* ACTIONS TO TAKE:
#1 From the post on gold prices and inflation, list every market or asset that it describes as strong.
#2 Extend the post on gold prices and inflation, picking up right after its final sentence.

== TEXT TO READ

In my last post, I focused on the unusual dynamic between the inflation rate and gold prices in 2016. It’s fair to say that last year was a banner cycle for the Federal Reserve. The dollar gained in strength thanks to technical deflation, while the equity markets soared to record levels. The much anticipated economic crisis never occurred. In fact, quite the opposite, if you use the Dow Jones Industrial Average as a benchmark.
Yet despite the absence of a rising inflation rate and an economic crisis, gold prices saw their best growth rate in years. This was highly illogical sense the Federal Reserve signaled ahead of time their hawkish intent. Deflation of the dollar would ordinarily be bearish for gold prices — in fact, deflation is the number one killer of any commodity rally. But here we stood — a strong dollar, a strong Dow, and a strong bullion market. Something isn’t right here.
We have hit upon what economists would refer to as an impossibility — high supply and high demand. Economics, as in most intellectual disciplines, is a study of allocations. In other words, the glass can be half-full or half-empty, but it cannot be completely full and completely empty. Either we are in an economic crisis and we are applying a higher inflation rate to get us out of it, or we’re in an economic renaissance, and we’re using deflation to cool down supply.

====
== SUPPLIED MATERIAL

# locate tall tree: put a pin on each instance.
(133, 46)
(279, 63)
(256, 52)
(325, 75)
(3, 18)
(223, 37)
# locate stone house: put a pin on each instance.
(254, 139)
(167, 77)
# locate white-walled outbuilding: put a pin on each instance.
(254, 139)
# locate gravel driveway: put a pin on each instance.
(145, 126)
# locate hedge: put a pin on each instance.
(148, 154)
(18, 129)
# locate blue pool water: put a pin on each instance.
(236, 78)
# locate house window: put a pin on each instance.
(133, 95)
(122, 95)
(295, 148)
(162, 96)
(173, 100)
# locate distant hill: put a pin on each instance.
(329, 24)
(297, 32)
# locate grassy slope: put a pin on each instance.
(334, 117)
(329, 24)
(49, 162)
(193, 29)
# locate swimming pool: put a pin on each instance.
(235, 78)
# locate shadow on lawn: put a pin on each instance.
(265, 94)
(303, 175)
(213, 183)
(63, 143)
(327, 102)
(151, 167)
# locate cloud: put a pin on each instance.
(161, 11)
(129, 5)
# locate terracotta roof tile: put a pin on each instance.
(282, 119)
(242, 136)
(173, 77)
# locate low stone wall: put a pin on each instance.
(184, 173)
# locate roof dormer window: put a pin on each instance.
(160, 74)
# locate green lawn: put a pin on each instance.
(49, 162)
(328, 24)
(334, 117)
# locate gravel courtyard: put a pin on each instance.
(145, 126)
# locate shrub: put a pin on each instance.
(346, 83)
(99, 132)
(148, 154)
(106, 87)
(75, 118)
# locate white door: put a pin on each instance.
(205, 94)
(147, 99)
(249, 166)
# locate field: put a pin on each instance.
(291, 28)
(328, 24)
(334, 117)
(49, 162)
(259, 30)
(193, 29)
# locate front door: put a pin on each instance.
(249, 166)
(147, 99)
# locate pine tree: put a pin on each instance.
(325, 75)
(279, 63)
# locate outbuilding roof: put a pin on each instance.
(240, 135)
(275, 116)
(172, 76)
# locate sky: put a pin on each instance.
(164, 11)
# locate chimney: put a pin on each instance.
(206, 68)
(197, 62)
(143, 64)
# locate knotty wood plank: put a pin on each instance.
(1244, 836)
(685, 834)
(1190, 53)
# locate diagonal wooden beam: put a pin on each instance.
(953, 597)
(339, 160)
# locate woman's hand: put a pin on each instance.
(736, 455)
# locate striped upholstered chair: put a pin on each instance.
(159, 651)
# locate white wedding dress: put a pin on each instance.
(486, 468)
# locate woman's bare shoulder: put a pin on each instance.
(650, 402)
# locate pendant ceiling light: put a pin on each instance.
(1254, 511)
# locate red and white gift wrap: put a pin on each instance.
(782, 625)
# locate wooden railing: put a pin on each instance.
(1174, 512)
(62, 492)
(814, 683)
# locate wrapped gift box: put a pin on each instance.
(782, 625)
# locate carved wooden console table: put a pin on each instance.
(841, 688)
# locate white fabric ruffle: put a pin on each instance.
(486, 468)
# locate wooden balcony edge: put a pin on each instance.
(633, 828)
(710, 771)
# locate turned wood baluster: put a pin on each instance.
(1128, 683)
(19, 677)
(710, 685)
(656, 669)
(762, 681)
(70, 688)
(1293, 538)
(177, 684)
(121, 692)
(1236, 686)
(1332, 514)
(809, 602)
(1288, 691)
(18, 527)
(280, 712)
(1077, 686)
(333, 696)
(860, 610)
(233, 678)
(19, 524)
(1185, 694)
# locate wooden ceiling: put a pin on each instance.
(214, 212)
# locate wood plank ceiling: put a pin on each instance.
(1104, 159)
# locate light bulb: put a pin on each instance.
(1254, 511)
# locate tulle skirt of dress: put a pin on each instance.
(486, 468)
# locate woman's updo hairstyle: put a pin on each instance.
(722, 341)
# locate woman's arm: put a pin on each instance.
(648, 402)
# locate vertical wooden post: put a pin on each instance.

====

* TASK-BY-TASK ANSWERS:
#1 the dollar, the Dow, the bullion market

#2
This leads us to the only feasible conclusion, although one that is entirely unintuitive — we have already suffered the initial impact of the Second Great Depression.
On the surface level, it’s an absurd accusation. Most people would say there’s no discernible evidence of an economic crisis, let alone a Great Depression. People are out and about going to work, running errands, having fun.
But we’re also masters of self-delusion. We are led to believe anything that the mainstream media tells us. We do no investigative work of our own probably because a greater number of the population don’t have the cognizance to initiate such endeavors.
Either way, perception is arbitrary. We often see what we want to see. But the hard numbers don’t lie. Back in 2009, the “Ten-Year Breakeven Inflation Rate” provided by the Federal Reserve hit a then all-time low of 1.6%. This was perfectly understandable. We had just suffered what appeared to be a genuine Great Depression. Major financial institutions failed and had to be bailed out by the government. A record number of workers lost their jobs.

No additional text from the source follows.